TEXT SEGMENT:
--------------------
On 9th August, 2017, scientists took to the streets to march for science. They were demanding the Government to stop promoting unscientific and obscurantist ideas, stop throttling scientific research, and increase the funding allocated to education in general and science education in particular. In a note preceding these demands the protesting scientists also expressed anguish at the increasing incidence of communal violence, honour killings, mob lynching, and appealed for a renewed commitment to the idea of scientific temper as the bedrock of a modern and tolerant society. While there were obvious responses and dismissals from right wing commentators, there were also, not altogether unexpectedly, a few attacks from scholars who do not identify with the political conservatives. The articles by Prof. Sundar Sarukkai and Prof. Avijit Pathak stand out among these responses. In their articles, they dismiss the very idea of the march for science and label the protesters 'pampered', 'naive', ‘unscientific’, ‘reductionist’ and even ‘fundamentalist’.
--------------------
MATERIAL SHOWN:
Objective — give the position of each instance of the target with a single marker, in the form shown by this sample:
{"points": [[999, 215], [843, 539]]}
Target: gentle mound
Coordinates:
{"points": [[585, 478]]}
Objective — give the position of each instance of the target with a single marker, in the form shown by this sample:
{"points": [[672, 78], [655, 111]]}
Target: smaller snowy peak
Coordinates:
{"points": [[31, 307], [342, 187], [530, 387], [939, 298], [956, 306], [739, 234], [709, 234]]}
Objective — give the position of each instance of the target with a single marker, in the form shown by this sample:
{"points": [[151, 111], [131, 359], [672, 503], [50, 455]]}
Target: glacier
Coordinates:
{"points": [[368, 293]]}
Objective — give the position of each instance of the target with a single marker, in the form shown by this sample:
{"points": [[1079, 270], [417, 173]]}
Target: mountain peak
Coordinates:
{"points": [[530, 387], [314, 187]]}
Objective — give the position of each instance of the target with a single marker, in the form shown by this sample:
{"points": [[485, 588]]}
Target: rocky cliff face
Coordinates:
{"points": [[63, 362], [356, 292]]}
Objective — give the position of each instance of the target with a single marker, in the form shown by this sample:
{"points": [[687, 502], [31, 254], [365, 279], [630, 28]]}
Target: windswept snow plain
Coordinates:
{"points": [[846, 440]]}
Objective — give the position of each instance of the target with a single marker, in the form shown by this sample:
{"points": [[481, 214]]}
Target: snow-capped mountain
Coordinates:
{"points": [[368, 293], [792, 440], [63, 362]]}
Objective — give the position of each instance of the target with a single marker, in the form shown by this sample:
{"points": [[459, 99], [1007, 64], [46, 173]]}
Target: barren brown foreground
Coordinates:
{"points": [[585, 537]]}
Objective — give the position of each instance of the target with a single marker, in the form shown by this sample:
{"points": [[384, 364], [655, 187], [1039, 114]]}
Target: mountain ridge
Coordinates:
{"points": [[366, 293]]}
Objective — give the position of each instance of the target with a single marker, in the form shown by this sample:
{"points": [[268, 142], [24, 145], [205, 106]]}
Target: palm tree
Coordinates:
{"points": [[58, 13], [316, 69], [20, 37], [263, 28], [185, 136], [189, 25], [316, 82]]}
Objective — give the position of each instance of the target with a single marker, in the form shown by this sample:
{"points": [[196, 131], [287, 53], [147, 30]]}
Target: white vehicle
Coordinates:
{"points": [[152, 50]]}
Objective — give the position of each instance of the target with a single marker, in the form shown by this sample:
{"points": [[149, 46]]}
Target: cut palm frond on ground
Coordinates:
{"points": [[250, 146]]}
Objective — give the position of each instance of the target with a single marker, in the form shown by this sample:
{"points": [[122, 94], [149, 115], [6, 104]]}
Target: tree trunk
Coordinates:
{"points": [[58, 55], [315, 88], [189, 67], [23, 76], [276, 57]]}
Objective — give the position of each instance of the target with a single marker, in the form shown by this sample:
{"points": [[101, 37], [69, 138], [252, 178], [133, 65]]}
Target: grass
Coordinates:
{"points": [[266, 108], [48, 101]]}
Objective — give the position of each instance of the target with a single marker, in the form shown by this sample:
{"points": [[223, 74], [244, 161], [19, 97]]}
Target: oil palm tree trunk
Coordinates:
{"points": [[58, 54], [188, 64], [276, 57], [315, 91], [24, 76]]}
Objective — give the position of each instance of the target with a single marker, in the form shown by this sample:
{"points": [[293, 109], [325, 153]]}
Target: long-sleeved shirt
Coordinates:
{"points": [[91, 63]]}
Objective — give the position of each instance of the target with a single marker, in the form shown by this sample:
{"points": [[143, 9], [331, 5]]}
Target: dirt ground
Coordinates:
--------------------
ASSIGNED TASK: How does the passage about the August 2017 march for science continue? Write the next part, starting after its last sentence.

EXPECTED ANSWER:
Sarukkai and Pathak, get it utterly wrong on at least two basic counts. The first is the use of straw man arguments regarding the scientific method. For instance, one first characterises the practice of science as deterministic, reductionist and empirical, only to knock it over. Unfortunately, this definition is so very outdated, that what follows later is utterly irrelevant as a criticism of science. The practice and pedagogy of science (and not just the philosophy of science!) in the real world has progressed far beyond the naively positivist view, the origin of Sarukkai and Pathak’s caricatured view of science. The scientific method of today has been influenced by methods of inquiry used in many disciplines, not just the physics of 100 years ago. Practices and methods of study in the fields of biology, medicine and even the social sciences have influenced what would constitute the scientific method today. Indeed it would be a blinkered view of science that assumes that science has remained at the level of attempting to arrive at universal laws through experimentation and corroborating empirical evidence alone.
The second is the charge that scientists themselves are mostly upper caste, upper class, men, and by dint of this are complicit in the workings of an inequitable and unjust social and economic order. Such a charge dismisses completely the changes (inadequate, but non-trivial) that years of struggle have brought to both the natural and social sciences. It is important to remember that while largely it may still be true that a majority of those who have access to the Central Universities in this country, and more importantly, those who make it out of these Universities with their degrees, dignities, and lives intact continue to be men from the upper castes, if one looks closely at what constitutes the typical science or engineering lab of today, a slow but sure increase in the diversity can be observed.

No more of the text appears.